▶ [TASK DESCRIPTION]
The entries below must be returned exactly as they stand.
########
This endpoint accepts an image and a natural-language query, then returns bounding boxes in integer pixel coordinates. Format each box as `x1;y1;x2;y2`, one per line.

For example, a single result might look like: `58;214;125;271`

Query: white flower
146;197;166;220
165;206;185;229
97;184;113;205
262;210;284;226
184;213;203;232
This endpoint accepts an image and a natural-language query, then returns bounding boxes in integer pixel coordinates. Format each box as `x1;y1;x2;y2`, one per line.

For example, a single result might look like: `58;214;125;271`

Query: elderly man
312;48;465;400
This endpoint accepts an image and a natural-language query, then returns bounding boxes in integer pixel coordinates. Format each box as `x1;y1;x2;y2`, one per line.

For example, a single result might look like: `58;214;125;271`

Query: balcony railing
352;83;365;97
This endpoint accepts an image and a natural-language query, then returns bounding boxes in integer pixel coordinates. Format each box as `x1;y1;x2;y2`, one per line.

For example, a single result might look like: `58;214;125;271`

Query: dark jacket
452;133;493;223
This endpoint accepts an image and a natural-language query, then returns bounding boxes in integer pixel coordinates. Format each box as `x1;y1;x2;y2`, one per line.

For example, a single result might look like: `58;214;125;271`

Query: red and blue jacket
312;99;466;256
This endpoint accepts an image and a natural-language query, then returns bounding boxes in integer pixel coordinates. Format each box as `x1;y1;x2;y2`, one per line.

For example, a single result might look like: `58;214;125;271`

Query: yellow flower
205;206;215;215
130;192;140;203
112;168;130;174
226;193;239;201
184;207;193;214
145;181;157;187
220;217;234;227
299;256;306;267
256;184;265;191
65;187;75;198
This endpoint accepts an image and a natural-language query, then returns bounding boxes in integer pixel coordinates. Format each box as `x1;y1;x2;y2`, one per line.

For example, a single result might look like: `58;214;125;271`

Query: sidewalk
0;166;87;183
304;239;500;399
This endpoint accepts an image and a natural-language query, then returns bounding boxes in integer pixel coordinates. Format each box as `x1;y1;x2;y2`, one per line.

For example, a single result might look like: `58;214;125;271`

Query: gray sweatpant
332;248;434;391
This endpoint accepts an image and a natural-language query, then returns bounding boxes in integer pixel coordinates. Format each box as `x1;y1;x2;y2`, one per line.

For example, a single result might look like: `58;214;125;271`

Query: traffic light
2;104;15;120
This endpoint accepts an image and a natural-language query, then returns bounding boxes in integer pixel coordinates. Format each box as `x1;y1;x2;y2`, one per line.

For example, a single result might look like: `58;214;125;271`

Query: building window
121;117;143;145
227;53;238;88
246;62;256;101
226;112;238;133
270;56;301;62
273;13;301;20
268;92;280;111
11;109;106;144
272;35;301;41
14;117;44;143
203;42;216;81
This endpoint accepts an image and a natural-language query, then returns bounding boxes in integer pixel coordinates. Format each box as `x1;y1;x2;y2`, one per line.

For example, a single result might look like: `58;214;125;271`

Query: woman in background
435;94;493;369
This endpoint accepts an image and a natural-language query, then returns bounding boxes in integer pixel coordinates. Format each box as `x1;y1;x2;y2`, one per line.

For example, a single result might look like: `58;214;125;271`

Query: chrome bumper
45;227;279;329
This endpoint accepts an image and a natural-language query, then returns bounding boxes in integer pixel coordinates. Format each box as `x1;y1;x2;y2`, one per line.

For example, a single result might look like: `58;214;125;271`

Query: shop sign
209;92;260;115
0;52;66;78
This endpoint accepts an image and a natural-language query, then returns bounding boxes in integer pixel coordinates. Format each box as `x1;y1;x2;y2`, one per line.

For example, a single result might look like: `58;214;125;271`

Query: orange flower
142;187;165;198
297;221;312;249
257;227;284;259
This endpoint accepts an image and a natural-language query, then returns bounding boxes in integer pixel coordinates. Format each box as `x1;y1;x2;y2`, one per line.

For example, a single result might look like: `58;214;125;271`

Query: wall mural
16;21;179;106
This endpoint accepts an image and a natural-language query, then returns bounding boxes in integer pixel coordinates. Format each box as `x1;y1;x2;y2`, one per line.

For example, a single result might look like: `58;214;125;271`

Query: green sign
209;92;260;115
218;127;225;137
########
▶ [SOLUTION FOR THIS PROBLEM]
This endpoint accepts an image and a natural-language query, then returns bounding boxes in integer pixel coordinates. Format each box as `x1;y1;x2;y2`, one per line.

For example, a single result might look like: `58;214;125;271`

Query: white flower
146;197;166;220
165;206;185;229
97;184;113;205
262;210;284;226
184;213;203;232
This endpoint accepts an image and a natural-language query, then returns bounding boxes in integer pixel coordinates. Format each box as `x1;y1;x2;y2`, one per line.

For example, a single result might look like: `58;214;125;271`

Query: elderly man
312;48;465;400
This endpoint accepts an image and a natural-language query, then returns bounding boxes in integer pixel coordinates. Format each box as `x1;y1;x2;y2`, one per line.

For example, a single result might look like: `58;214;125;271`

Query: balcony railing
352;83;365;97
This endpoint accepts an image and a natural-language query, then returns bounding boxes in integer pixel coordinates. Format each box as `x1;y1;x2;y2`, one per line.

For example, a single result might look like: `58;214;125;271`

Query: dark jacket
452;133;493;223
This endpoint accepts an image and a natural-language query, then returns bounding boxes in integer pixel coordinates. Format each box as `x1;y1;x2;y2`, one per line.

For example, a single result might look like: `58;214;125;271`

Query: red and blue jacket
312;99;466;256
This endpoint accepts an image and a natural-language query, then returns bounding boxes in integer pixel coordinates. Format each box as `x1;y1;x2;y2`, one per line.

For example, a single result might look like: `58;214;125;271`

Query: yellow flower
205;206;215;215
130;192;140;203
112;168;130;174
226;193;239;201
184;207;193;214
145;181;157;187
220;217;234;227
299;256;306;267
256;184;265;191
65;187;75;198
This endpoint accepts an image and a natural-language query, then returns bounding boxes in integer pixel coordinates. Format each box as `x1;y1;x2;y2`, one per line.

For example, a single result might look like: `58;214;125;271`

Query: sidewalk
0;166;87;183
304;239;500;399
This endpoint accepts an image and a natural-language query, then returns bounding boxes in integer pixel coordinates. Format each box as `x1;y1;x2;y2`, one per line.

For example, a single result might look like: `58;214;125;271`

Query: gray sweatpant
332;248;434;391
This endpoint accepts an image and a natural-language query, then returns bounding boxes in integer pixel coordinates. Format each box as `x1;y1;x2;y2`, one per line.

For example, a single result might look like: `58;214;125;271`

Query: traffic light
2;104;15;120
This endpoint accepts an image and a natural-language query, then returns bounding boxes in integer pixel coordinates. Format each box as `x1;y1;x2;y2`, one per line.

For example, a single result might look like: `58;214;125;271`

Query: building window
121;117;143;145
227;53;238;88
246;62;256;101
226;112;238;133
270;56;301;62
273;13;301;20
268;92;280;111
11;109;106;144
272;35;301;41
14;117;44;143
203;42;216;81
This endpoint accepts an image and a natural-language query, then returns bounding boxes in integer pixel coordinates. Format each box as `x1;y1;x2;y2`, one per line.

For example, a single result might look like: `58;214;125;271`

Query: woman in background
435;94;493;369
This endpoint accepts an image and a natural-language query, then returns bounding boxes in integer pixel coordinates. Format each box as `x1;y1;x2;y2`, one per line.

For example, a single result might look like: `58;214;125;271`

Query: chrome bumper
45;227;279;329
This endpoint accepts an image and a natural-language query, then returns bounding boxes in integer pixel coordinates. Format each box as `x1;y1;x2;y2`, one per line.

For example, a single result might look like: `58;214;125;271`

Query: shop sign
209;92;260;115
0;52;66;78
This endpoint accepts an image and a natural-language query, then returns bounding boxes in integer pixel coordinates. Format each box as `x1;y1;x2;y2`, one per line.

For example, a single result might look like: `58;214;125;271`

Query: orange flower
142;187;165;198
297;221;312;249
257;227;284;259
This endpoint accepts an image and a natural-language query, then returns bounding boxes in integer pixel coordinates. Format each box as `x1;y1;x2;y2`, one per line.

For example, a single result might look like: `58;214;125;271`

Query: wall mural
16;21;179;106
This endpoint accepts an image and a natural-language query, then returns bounding boxes in integer pixel coordinates. Format each box as `x1;y1;x2;y2`, one per line.

For example, a single result might look like: `58;214;125;271`

Query: green sign
209;92;260;115
218;127;225;137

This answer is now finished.